**EXTRACT TO READ**

India's counter-insurgency conundrum

Ill-trained CRPF was expected to fix a problem ill-trained police forces couldn't deal with. The price of that misplaced optimism has been paid with blood.

July 23, 2010 12:18 am | Updated November 12, 2016 05:14 am IST

CRPF personnel patrolling the Khunti to Tamar road during the Naxal bandh in Khunti on July 8. Photo: Manob Chowdhury

CRPF personnel patrolling the Khunti to Tamar road during the Naxal bandh in Khunti on July 8. Photo: Manob Chowdhury

Five decades ago, a French Special Forces officer, ruminating on the ruin of his nation's once-powerful empire, set out to understand just why its armed forces had lost in a battle to adversaries armed with little other than determination. Unusually for a participant-chronicler of defeat, Roger Trinquier blamed neither politicians nor the inscrutable workings of history.

**MATERIAL**

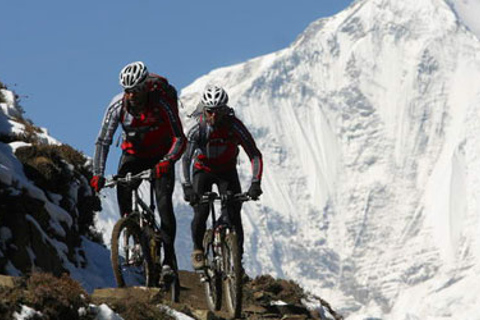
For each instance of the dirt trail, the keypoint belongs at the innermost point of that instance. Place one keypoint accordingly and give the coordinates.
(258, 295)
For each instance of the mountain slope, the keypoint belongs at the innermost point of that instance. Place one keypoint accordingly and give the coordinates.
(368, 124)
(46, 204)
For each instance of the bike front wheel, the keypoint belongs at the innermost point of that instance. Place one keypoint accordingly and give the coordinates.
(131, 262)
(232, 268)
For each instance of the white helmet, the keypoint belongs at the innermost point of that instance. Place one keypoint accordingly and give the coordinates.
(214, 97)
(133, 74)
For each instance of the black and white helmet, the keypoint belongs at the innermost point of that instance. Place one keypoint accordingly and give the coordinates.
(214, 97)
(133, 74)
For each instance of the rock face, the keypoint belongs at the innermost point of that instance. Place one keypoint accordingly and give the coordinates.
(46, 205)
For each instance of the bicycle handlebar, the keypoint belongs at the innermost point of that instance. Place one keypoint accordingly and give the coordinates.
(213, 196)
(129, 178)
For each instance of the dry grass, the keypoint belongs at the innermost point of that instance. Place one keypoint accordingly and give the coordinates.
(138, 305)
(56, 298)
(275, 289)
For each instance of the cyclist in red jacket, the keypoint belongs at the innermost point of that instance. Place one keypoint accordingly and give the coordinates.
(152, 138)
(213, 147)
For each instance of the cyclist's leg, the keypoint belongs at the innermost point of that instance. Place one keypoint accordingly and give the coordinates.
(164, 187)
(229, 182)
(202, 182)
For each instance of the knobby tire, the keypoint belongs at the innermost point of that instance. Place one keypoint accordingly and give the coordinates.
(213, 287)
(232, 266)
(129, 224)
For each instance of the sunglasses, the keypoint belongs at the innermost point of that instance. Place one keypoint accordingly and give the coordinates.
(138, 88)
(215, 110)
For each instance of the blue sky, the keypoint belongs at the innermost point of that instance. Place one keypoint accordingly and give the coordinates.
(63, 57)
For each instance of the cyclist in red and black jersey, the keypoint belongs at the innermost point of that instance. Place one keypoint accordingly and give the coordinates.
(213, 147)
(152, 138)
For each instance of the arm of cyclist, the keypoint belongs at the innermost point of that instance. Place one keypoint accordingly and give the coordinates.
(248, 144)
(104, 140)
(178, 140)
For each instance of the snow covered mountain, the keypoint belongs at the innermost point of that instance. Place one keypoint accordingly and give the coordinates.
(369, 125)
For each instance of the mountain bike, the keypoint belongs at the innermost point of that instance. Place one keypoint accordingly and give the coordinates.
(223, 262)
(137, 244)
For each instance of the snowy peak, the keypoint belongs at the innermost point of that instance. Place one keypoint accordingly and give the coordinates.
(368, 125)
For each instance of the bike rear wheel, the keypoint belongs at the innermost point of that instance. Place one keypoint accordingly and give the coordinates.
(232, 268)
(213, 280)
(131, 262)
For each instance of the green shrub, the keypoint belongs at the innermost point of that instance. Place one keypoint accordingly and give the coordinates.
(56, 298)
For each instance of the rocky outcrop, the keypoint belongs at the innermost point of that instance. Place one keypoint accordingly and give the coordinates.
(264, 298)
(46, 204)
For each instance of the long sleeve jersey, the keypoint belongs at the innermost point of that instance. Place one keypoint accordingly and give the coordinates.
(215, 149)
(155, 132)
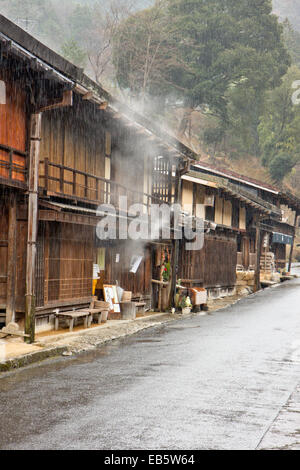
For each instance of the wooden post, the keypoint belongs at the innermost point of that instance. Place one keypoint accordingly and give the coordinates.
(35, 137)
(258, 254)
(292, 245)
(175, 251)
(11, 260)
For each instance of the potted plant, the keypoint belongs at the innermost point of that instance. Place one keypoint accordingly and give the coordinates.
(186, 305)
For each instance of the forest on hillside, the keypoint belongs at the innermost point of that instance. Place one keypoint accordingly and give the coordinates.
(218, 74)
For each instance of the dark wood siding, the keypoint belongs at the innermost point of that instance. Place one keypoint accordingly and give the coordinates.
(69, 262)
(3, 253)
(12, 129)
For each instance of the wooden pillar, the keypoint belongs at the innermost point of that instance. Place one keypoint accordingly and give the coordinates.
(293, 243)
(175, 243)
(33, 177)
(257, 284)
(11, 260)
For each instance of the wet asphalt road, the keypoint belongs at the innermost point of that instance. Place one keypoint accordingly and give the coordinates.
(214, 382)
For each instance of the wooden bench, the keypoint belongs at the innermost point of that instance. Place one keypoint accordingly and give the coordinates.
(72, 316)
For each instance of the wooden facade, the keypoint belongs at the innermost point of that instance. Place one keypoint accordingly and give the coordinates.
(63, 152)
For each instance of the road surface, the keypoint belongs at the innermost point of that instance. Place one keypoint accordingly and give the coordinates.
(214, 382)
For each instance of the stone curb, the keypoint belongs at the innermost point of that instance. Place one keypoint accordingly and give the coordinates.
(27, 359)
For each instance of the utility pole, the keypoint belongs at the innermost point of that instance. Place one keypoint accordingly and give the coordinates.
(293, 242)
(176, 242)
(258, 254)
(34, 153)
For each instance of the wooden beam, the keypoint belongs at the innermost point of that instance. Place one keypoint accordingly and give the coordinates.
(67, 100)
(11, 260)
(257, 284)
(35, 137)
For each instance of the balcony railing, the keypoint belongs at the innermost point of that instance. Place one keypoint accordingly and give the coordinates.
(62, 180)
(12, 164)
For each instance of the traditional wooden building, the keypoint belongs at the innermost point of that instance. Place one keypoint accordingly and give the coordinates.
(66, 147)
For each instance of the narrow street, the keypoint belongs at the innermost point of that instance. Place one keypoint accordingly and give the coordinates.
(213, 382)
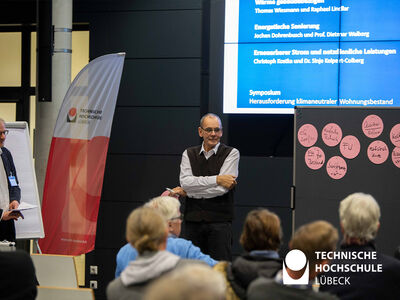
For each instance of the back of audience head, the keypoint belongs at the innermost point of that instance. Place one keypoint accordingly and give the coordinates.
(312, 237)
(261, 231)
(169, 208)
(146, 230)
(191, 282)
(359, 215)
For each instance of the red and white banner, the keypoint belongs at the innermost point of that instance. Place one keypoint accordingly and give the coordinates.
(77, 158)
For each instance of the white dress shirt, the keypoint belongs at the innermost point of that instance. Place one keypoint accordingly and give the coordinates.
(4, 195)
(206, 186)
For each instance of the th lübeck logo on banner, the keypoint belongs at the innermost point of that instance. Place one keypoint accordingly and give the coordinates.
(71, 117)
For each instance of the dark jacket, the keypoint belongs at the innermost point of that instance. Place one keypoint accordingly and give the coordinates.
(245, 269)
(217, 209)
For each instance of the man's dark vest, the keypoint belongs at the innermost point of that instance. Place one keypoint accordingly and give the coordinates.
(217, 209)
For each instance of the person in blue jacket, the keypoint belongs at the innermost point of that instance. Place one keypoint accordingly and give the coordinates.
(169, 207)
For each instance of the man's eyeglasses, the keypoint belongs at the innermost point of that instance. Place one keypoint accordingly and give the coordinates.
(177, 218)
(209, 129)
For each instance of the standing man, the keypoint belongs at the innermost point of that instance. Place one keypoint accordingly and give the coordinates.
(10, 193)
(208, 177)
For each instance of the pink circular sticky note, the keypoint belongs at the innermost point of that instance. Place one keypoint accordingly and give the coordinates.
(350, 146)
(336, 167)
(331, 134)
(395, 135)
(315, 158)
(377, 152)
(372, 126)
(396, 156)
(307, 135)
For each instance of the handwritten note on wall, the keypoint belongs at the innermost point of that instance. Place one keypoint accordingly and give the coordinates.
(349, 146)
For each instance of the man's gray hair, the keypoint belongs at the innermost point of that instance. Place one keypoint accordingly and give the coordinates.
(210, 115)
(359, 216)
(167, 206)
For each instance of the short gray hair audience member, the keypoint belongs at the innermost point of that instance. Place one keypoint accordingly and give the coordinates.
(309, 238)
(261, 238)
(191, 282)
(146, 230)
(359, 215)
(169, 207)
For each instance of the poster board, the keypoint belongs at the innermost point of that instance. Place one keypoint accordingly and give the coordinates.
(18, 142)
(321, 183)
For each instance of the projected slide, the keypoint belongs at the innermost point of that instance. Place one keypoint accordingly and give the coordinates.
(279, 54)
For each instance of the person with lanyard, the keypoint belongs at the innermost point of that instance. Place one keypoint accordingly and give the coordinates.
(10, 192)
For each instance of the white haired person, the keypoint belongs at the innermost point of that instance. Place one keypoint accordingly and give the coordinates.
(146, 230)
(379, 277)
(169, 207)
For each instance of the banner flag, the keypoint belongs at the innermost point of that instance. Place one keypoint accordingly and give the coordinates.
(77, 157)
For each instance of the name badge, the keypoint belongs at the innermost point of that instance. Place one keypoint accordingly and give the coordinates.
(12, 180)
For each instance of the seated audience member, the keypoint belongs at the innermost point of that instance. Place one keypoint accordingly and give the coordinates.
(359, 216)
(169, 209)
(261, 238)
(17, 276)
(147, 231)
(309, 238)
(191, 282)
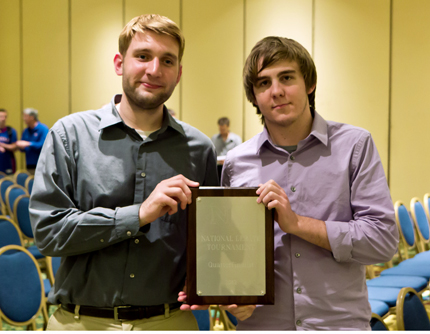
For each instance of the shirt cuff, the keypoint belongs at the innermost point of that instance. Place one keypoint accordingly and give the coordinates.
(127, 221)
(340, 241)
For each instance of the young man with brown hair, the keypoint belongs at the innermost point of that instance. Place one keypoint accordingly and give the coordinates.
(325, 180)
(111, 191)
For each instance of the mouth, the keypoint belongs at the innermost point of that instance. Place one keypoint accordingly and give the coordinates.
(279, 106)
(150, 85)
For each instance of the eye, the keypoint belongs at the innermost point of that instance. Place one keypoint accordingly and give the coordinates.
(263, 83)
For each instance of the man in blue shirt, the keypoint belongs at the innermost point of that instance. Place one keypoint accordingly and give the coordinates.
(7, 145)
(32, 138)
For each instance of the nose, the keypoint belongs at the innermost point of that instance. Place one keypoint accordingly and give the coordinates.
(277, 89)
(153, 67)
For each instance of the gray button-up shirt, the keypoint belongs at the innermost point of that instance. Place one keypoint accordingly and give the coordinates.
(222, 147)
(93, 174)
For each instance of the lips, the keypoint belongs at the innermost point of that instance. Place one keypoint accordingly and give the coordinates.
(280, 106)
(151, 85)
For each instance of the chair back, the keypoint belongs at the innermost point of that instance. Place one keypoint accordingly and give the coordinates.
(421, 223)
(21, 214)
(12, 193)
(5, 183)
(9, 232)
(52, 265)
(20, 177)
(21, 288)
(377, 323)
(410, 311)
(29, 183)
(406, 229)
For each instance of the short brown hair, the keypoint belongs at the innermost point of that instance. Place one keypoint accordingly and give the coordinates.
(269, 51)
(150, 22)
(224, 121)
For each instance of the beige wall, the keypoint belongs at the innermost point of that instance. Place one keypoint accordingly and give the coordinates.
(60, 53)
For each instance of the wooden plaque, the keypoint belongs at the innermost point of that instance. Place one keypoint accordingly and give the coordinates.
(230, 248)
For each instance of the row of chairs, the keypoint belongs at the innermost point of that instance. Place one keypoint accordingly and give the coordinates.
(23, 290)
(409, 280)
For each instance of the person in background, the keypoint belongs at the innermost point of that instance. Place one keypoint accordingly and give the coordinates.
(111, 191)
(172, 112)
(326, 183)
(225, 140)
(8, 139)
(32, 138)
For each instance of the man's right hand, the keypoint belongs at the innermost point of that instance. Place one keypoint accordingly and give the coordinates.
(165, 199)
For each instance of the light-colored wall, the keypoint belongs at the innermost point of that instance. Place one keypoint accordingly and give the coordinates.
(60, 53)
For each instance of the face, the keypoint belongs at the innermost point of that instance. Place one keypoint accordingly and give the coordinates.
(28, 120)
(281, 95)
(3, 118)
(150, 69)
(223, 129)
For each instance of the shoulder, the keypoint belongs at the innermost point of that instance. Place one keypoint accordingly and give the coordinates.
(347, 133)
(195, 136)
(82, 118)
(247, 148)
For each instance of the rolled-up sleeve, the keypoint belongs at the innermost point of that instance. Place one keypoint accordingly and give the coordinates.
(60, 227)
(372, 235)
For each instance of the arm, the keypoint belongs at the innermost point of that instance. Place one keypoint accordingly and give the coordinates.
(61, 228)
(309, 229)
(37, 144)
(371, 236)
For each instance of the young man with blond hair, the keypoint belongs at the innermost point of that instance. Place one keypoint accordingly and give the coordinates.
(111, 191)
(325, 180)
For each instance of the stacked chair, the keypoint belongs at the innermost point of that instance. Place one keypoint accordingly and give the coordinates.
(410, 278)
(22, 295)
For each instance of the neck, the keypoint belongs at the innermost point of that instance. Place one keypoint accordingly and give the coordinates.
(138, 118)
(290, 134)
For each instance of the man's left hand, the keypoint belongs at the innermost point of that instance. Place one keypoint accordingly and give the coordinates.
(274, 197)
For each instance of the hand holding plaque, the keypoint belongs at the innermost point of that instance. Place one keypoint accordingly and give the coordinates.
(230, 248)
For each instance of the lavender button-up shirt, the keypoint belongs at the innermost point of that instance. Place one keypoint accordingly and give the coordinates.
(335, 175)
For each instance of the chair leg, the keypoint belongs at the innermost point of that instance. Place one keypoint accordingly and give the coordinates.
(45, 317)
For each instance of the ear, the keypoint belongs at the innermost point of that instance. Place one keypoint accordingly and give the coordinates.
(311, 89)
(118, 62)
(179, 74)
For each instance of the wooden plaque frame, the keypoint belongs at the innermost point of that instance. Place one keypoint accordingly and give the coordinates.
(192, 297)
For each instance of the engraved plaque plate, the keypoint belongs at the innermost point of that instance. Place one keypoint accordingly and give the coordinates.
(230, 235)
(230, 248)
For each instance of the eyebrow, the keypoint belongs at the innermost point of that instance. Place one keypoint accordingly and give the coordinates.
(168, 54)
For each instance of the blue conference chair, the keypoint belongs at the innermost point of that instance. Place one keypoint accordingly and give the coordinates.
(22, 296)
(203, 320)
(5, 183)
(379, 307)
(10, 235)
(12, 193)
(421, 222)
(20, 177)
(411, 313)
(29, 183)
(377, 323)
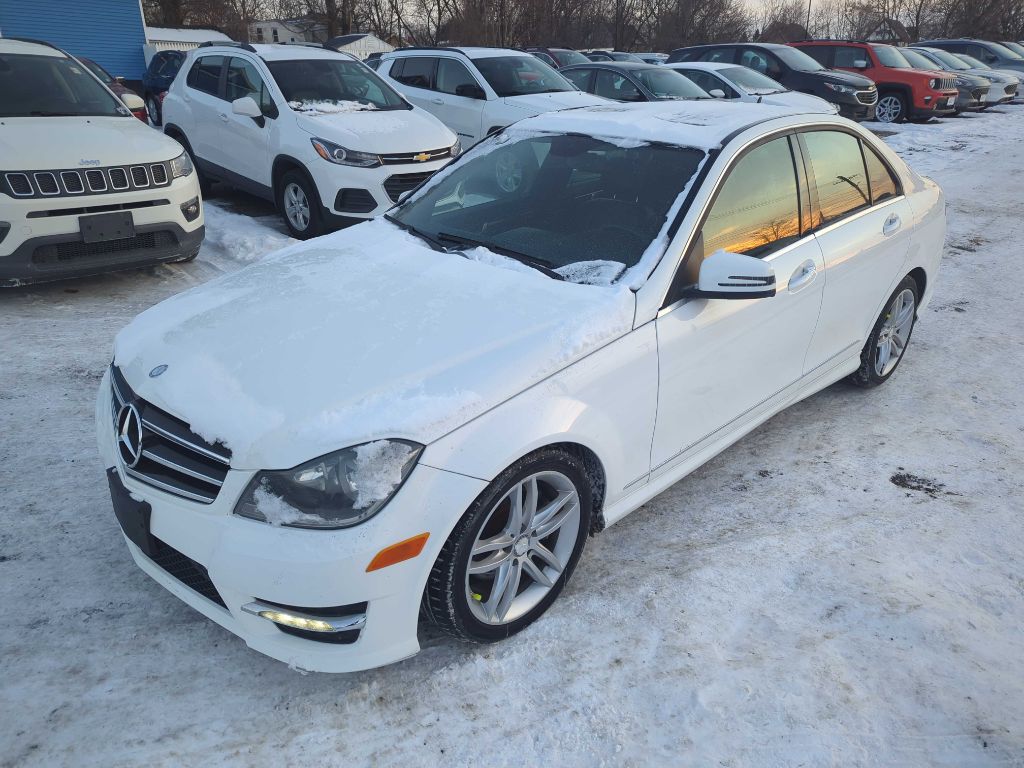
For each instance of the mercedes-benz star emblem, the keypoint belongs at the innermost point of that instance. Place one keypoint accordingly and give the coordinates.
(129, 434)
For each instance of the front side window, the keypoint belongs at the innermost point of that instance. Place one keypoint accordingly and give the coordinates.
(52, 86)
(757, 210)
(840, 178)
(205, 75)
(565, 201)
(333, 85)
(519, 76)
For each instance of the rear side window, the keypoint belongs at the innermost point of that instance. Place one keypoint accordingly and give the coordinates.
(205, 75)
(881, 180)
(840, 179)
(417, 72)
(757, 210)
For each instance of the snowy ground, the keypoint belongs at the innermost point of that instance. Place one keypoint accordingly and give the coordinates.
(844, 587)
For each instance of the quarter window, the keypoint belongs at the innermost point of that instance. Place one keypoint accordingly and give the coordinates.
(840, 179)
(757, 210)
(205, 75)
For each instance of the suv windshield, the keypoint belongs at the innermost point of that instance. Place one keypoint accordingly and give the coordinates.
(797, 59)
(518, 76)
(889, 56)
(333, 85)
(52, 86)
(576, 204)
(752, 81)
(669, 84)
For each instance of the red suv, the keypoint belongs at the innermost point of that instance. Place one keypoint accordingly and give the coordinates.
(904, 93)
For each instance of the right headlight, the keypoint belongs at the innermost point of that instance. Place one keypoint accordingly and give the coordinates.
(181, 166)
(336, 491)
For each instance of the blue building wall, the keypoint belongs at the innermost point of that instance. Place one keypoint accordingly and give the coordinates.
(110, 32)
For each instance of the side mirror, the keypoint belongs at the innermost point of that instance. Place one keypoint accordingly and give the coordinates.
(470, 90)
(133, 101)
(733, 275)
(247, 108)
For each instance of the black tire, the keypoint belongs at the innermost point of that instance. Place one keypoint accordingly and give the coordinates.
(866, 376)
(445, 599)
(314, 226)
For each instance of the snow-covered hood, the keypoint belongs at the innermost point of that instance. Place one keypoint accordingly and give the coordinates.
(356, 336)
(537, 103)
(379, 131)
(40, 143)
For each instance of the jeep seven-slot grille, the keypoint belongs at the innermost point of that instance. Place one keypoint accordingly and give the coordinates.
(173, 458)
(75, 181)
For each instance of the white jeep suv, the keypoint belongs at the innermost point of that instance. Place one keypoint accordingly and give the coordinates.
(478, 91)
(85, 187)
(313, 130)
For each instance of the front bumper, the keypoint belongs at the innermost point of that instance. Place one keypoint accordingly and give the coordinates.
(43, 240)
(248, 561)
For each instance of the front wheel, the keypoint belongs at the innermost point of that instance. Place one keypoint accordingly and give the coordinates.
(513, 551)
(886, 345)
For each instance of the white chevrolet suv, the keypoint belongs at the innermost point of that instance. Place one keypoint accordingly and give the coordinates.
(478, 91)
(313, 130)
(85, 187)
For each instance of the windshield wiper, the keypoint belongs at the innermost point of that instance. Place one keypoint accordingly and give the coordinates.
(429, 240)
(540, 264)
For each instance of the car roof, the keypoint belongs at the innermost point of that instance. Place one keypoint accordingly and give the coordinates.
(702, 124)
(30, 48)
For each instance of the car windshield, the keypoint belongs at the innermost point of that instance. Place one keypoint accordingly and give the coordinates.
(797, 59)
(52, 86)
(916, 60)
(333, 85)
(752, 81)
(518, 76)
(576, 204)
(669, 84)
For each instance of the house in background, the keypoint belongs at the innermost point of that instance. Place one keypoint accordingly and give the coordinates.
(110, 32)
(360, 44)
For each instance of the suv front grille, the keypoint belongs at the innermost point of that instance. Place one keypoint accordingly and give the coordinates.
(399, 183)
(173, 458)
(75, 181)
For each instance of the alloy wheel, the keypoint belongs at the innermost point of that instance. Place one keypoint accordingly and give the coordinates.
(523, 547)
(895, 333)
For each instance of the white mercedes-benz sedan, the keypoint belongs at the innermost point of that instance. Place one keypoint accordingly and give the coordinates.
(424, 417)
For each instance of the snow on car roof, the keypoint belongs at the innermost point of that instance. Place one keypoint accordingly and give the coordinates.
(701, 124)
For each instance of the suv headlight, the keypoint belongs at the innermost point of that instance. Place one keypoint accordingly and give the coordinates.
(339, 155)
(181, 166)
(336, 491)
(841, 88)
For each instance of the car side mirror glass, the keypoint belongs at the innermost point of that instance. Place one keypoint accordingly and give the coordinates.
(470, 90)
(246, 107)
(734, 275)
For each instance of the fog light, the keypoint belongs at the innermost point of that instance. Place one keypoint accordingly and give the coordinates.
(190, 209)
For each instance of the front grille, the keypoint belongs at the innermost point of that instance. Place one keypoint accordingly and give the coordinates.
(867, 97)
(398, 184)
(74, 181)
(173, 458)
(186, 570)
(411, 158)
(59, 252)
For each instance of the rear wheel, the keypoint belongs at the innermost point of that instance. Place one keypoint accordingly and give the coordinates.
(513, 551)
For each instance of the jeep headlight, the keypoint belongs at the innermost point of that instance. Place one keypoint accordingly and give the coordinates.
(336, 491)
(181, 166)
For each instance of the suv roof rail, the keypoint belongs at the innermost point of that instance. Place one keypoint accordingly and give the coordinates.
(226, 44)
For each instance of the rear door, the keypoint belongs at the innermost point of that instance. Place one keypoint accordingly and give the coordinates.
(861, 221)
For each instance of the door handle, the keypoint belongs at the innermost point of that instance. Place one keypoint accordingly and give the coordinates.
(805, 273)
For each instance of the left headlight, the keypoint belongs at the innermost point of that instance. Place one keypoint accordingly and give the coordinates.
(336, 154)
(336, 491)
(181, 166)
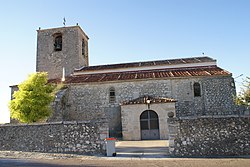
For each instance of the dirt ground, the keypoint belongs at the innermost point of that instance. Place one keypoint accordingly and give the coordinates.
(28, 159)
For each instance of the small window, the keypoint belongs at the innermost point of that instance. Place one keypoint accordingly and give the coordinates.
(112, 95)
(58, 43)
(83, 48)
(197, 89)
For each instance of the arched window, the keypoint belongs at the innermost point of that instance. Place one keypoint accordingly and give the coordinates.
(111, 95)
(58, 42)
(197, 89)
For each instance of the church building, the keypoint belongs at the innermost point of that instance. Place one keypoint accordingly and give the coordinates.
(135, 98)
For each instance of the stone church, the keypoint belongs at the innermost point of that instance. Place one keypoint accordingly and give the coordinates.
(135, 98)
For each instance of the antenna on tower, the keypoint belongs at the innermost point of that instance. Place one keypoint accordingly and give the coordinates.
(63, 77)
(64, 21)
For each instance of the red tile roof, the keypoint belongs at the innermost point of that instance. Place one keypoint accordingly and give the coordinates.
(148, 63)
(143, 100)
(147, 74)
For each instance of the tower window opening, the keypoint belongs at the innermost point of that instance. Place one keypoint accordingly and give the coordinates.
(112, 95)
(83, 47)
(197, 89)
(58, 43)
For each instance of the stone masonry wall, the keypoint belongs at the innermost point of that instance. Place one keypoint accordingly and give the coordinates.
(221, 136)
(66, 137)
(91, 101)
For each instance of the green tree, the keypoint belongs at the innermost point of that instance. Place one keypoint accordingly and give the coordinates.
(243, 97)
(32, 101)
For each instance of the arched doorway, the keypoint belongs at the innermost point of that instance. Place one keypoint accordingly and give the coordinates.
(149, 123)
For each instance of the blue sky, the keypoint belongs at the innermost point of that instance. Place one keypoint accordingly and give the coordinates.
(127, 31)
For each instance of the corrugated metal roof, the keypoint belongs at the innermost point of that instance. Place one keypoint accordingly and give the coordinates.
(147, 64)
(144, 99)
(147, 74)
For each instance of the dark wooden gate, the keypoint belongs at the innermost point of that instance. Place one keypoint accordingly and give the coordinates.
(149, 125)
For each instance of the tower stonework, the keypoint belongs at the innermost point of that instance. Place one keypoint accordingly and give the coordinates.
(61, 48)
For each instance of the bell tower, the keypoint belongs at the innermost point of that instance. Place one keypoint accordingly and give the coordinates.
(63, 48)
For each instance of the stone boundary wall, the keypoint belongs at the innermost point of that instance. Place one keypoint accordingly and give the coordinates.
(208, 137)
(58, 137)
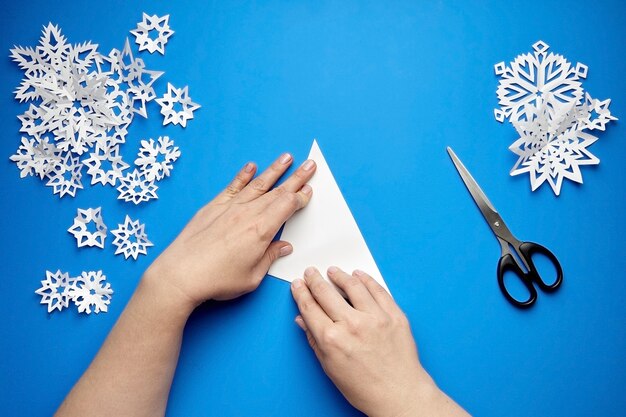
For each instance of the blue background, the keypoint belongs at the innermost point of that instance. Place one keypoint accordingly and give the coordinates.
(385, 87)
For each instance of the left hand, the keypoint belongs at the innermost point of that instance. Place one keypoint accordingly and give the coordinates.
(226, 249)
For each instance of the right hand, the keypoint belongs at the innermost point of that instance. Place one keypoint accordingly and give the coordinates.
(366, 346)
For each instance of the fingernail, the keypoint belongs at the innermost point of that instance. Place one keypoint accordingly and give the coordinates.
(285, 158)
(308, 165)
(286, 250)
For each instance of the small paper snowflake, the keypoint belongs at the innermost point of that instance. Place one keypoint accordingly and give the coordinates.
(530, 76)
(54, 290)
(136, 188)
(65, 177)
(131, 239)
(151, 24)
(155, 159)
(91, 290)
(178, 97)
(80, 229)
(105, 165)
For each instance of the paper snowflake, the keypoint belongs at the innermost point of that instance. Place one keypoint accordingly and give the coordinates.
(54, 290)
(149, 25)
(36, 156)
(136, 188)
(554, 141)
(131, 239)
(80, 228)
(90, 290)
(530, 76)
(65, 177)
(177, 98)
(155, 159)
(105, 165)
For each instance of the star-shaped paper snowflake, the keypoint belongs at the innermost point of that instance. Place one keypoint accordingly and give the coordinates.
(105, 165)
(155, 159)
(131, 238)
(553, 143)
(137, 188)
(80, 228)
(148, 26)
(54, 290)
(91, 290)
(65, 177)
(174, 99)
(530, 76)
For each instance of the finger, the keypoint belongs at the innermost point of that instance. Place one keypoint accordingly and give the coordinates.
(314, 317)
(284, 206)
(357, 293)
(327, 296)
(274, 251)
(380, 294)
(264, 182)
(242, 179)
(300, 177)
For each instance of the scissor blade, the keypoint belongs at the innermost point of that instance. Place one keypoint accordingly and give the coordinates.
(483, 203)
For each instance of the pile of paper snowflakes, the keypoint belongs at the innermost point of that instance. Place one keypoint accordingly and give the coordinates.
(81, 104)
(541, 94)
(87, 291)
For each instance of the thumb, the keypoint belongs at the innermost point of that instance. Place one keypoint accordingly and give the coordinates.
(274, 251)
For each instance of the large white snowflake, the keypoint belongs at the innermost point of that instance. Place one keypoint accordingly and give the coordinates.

**REQUIREMENTS**
A. In the article on India's counter-insurgency, whom did Roger Trinquier not blame for the defeat?
B. Continue the article on India's counter-insurgency, starting after its last sentence.

**SET OF ANSWERS**
A. Neither politicians nor the inscrutable workings of history.

B.
The problem, Trinquier argued, was that France had persisted “in studying a type of warfare that no longer exists and that we shall never fight again, while we pay only passing attention to the war we lost in Indochina and the one we are about to lose in Algeria. The result of this shortcoming is that the army is not prepared to confront an adversary employing arms and methods the army itself ignores. It has, therefore, no chance of winning.” “Our military machine,” he wryly concluded, “reminds one of a pile-driver attempting to crush a fly.”

Earlier this month, New Delhi laid out new proposals to address the growing Maoist insurgency that is devastating large swatches of India: a unified inter-State command, assisted by a retired Army Major-General. For all the hype, it is unclear just what the new structure is meant to achieve. No retired soldier, no matter how illustrious, has any experience of the ongoing counter-Maoist operations — or even firsthand knowledge of the forces he will be advising. More important, the immediate problem is not that of insurgents escaping pursuit across State lines: it is the growing mass of their forces, and the lethality of attacks.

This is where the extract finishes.